Activity → Copy out the lines of the records below, and only those lines, from the one with "Can you see the truck" through the one with "Can you see the steel", exactly as they appear.

Stored data entries
--

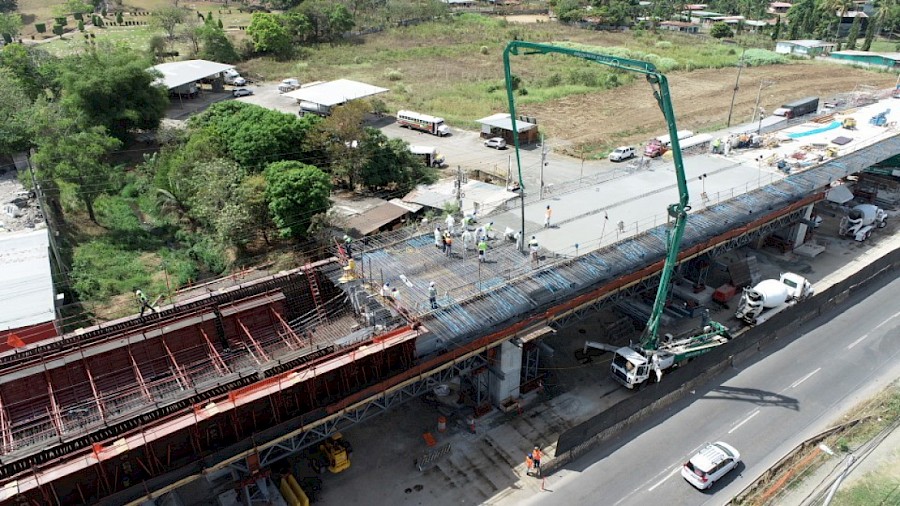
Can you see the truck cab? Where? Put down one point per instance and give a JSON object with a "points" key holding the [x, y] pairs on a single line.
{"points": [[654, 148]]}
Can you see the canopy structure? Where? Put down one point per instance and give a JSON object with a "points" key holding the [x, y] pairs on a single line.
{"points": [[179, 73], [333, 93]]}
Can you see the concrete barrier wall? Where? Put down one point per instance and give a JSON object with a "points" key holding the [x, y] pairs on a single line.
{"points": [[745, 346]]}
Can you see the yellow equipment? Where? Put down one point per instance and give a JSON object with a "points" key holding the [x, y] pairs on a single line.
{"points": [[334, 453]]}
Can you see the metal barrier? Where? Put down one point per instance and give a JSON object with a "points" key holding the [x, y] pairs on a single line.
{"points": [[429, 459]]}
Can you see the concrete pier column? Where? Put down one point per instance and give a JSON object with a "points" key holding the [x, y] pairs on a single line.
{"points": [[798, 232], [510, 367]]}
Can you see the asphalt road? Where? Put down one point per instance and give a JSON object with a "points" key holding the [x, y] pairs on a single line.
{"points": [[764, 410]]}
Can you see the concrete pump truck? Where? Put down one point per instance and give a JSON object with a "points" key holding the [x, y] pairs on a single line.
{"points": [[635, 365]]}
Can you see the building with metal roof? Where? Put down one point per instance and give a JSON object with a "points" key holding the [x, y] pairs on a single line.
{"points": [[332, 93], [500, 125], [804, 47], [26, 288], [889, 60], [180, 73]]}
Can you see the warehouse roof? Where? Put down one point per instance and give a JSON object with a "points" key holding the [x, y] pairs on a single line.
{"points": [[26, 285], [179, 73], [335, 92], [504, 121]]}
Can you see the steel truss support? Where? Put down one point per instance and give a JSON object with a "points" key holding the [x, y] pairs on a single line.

--

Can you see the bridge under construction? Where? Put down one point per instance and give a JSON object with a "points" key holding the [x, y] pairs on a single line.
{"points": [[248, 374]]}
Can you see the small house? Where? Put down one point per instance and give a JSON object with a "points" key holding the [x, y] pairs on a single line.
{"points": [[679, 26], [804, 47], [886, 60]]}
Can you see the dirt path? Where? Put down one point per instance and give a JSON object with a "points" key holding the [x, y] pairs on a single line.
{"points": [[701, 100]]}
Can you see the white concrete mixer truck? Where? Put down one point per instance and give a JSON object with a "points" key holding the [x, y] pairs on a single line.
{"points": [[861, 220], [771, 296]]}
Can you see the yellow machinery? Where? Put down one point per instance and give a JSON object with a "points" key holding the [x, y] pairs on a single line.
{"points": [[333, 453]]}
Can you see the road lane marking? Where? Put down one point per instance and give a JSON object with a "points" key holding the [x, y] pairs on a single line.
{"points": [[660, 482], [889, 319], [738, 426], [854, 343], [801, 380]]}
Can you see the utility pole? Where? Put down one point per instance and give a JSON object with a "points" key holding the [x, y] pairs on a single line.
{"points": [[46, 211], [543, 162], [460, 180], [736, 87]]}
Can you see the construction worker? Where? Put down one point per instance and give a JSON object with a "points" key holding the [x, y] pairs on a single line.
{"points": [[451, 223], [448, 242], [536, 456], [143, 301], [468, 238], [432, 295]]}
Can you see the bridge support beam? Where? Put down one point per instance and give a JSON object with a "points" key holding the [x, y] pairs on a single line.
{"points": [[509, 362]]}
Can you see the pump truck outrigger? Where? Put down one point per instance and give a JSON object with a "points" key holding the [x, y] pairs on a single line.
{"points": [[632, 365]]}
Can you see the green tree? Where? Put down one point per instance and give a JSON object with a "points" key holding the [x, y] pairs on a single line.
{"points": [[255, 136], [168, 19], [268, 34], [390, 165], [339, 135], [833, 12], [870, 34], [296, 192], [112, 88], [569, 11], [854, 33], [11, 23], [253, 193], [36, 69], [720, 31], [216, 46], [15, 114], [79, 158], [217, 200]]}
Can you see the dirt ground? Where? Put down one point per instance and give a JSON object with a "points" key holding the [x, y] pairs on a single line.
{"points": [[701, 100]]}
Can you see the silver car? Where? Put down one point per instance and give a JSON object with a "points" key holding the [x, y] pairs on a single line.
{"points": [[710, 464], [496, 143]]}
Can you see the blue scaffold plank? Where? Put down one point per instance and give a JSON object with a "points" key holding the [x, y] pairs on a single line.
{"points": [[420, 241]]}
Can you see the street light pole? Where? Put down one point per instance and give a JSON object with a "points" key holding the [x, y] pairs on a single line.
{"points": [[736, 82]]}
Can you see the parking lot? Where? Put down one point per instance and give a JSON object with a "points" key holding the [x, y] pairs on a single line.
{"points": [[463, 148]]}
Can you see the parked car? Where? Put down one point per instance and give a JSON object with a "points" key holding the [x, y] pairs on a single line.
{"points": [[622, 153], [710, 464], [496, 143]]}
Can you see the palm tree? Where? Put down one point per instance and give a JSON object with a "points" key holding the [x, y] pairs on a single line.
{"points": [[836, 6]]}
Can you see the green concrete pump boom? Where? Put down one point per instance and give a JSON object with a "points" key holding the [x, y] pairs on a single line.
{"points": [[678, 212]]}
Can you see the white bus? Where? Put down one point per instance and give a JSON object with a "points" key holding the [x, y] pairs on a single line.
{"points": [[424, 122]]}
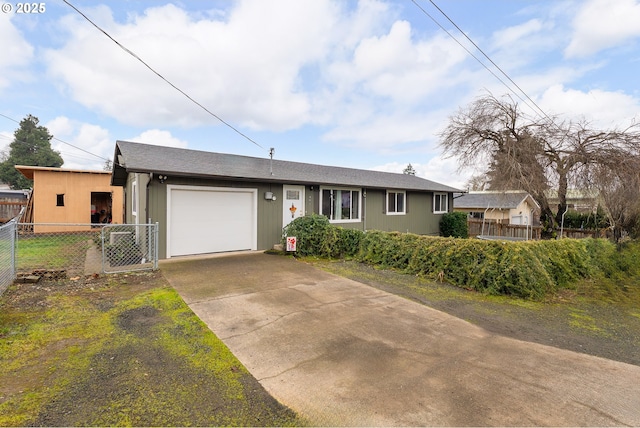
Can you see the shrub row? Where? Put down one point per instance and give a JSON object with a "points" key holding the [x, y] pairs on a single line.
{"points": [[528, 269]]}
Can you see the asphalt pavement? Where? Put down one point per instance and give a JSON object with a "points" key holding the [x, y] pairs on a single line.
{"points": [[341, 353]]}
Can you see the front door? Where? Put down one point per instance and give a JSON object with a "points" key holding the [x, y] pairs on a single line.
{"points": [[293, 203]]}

--

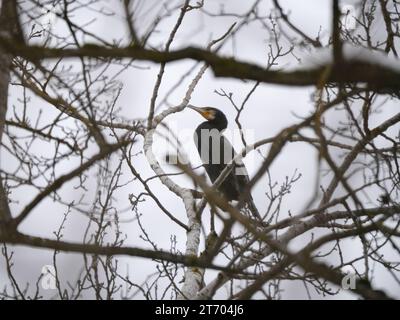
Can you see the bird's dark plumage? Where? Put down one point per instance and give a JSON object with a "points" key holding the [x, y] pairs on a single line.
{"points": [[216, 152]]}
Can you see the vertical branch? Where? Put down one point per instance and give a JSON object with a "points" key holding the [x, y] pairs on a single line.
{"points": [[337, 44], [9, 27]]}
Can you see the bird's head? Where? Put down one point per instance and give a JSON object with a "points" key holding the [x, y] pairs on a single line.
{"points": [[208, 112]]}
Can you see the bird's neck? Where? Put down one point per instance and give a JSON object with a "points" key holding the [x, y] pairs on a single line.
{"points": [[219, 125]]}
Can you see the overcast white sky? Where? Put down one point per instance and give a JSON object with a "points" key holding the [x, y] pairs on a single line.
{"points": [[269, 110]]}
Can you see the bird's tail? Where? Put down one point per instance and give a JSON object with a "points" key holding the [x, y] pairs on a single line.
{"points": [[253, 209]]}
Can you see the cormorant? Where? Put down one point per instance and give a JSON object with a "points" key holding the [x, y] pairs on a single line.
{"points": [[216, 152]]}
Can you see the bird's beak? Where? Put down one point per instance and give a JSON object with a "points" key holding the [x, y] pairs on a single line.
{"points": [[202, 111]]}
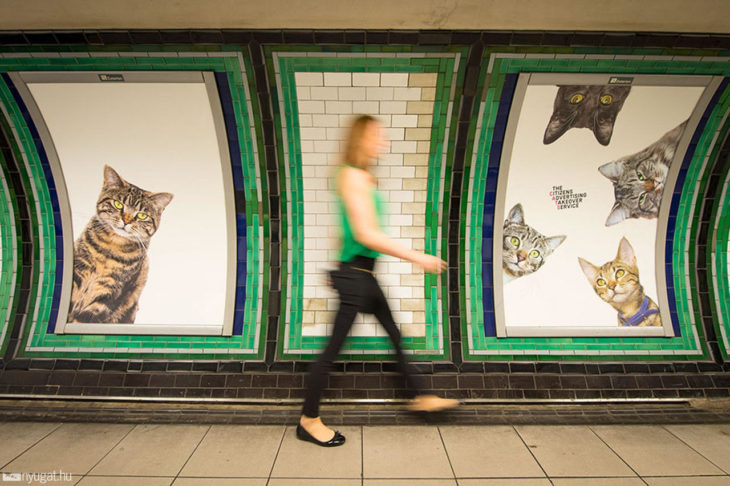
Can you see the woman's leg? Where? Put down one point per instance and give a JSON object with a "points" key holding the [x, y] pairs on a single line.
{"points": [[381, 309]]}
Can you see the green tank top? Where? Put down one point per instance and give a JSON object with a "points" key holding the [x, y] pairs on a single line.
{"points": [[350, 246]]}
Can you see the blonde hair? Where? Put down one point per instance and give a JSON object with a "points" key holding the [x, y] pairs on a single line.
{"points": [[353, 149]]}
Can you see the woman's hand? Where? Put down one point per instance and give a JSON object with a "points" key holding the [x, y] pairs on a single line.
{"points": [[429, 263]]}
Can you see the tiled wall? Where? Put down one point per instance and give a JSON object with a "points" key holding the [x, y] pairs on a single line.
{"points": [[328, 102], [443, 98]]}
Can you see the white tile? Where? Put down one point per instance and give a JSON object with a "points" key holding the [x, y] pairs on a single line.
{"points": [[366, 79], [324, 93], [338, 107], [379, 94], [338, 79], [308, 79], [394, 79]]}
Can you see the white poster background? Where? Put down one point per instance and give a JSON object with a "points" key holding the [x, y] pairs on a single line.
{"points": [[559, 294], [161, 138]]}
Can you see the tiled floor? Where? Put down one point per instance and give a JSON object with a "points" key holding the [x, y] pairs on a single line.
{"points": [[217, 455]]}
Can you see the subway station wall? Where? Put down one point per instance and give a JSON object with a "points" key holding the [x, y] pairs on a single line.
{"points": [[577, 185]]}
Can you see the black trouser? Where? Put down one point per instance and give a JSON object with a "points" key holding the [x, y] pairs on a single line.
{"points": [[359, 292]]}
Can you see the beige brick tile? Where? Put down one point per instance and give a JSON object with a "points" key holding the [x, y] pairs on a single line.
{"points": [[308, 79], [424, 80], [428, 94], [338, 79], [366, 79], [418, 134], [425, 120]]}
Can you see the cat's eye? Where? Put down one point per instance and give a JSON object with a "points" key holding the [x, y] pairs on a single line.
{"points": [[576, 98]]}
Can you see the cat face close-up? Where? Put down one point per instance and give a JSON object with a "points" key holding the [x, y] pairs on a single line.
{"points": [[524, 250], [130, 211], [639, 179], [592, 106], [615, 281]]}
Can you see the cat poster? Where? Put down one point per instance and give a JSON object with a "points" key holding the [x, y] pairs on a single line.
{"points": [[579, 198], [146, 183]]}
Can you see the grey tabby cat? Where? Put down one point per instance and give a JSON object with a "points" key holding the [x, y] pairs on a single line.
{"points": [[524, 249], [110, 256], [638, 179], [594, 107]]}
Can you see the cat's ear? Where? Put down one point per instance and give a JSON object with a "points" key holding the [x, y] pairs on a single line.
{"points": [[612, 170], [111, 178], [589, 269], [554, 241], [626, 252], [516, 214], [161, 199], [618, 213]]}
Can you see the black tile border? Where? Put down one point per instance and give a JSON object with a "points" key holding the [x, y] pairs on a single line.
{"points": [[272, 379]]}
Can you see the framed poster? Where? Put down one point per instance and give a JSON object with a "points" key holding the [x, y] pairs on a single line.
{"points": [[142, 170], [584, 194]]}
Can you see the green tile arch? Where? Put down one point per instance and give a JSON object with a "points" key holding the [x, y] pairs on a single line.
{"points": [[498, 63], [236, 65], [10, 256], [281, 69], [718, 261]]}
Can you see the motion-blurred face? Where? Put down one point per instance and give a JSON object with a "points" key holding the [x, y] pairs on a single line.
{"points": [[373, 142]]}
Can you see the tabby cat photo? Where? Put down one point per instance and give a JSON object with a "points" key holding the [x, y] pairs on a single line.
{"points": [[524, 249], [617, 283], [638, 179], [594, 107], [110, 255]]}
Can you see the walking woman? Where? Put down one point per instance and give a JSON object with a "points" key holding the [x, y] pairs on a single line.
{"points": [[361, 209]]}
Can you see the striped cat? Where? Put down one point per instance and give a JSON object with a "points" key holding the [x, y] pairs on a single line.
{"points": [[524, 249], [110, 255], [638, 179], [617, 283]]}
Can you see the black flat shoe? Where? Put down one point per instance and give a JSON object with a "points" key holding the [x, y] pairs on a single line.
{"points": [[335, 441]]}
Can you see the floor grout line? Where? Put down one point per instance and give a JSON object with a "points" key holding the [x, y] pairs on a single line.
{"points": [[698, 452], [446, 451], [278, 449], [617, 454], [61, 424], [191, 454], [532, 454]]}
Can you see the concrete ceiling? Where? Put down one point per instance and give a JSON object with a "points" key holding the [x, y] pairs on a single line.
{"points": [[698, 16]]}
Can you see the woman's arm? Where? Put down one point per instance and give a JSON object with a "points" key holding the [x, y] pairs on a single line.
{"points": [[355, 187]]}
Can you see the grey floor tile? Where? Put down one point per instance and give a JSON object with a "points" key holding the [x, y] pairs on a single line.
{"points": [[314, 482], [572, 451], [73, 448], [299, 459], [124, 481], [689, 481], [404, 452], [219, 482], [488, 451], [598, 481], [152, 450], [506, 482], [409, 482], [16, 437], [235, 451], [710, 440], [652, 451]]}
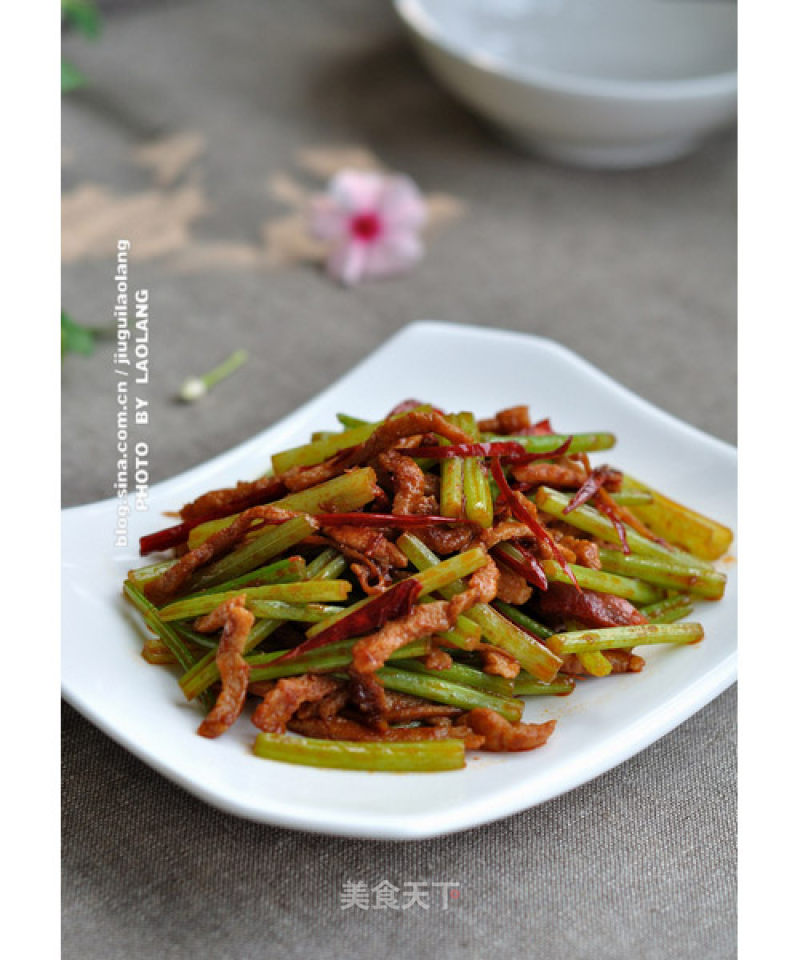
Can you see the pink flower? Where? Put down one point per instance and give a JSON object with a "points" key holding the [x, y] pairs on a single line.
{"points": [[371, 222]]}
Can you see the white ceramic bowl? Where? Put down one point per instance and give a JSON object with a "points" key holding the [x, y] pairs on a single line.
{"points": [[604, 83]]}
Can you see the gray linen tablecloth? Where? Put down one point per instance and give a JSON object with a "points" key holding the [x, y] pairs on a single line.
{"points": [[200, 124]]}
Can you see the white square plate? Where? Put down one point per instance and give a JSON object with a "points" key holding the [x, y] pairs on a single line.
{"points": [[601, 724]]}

--

Output for this task →
Can you see the truck cab? Where? Put down one point per instance and give a JSON object with a "points" key holding the [x, y] pairs on a single line.
{"points": [[654, 148]]}
Can you see the canopy structure? Where? Put down one point per instance and give a JSON object with a "points" key holding the [x, y] pairs on a single line.
{"points": [[179, 73], [333, 93]]}
Can you see the concrete barrier wall? Where? Put down one point per instance and give a JSON object with a "points" key holding the [x, y] pairs on a single line.
{"points": [[745, 346]]}
Can you see the yellow equipment? Where? Put down one point per instance and give a JSON object with a "points" key holding the [x, y] pairs on a single line.
{"points": [[334, 453]]}
Can you see the metal barrier? Where? Put down one point per instance and give a JSON object with a "points" key holding the [x, y] pairs on a single line.
{"points": [[429, 459]]}
Can you see the concrete pier column? Where? Put down one point per instance and give a JSON object with a "points" key holding the [x, y] pairs on a single line.
{"points": [[798, 232], [510, 367]]}
Can you see the asphalt road? Where? Put down one point per instance and give a JSON object with a "points" key holding the [x, y] pairs on a single line.
{"points": [[764, 410]]}
Can you see the concrete pump truck? Where? Put down one point per instance and give a JSON object with a "points" key holding the [x, y] pairs on a single line.
{"points": [[635, 365]]}
Can you see the building with metal roof? Where? Put down one point per instance and give a JSON object with a "points" key holding the [x, y] pairs on a single line.
{"points": [[332, 93], [500, 125], [804, 47], [26, 288], [889, 60], [180, 73]]}
Can you see the warehouse roof? Where? Put down one point per instance and give a JSON object with a "points" key holding the [x, y] pairs on a single line.
{"points": [[26, 285], [179, 73], [335, 92], [504, 121]]}
Can you see the steel truss support? Where? Put down one point per instance and give a JSON object with a "points" key holding the [x, y] pairs on a single line.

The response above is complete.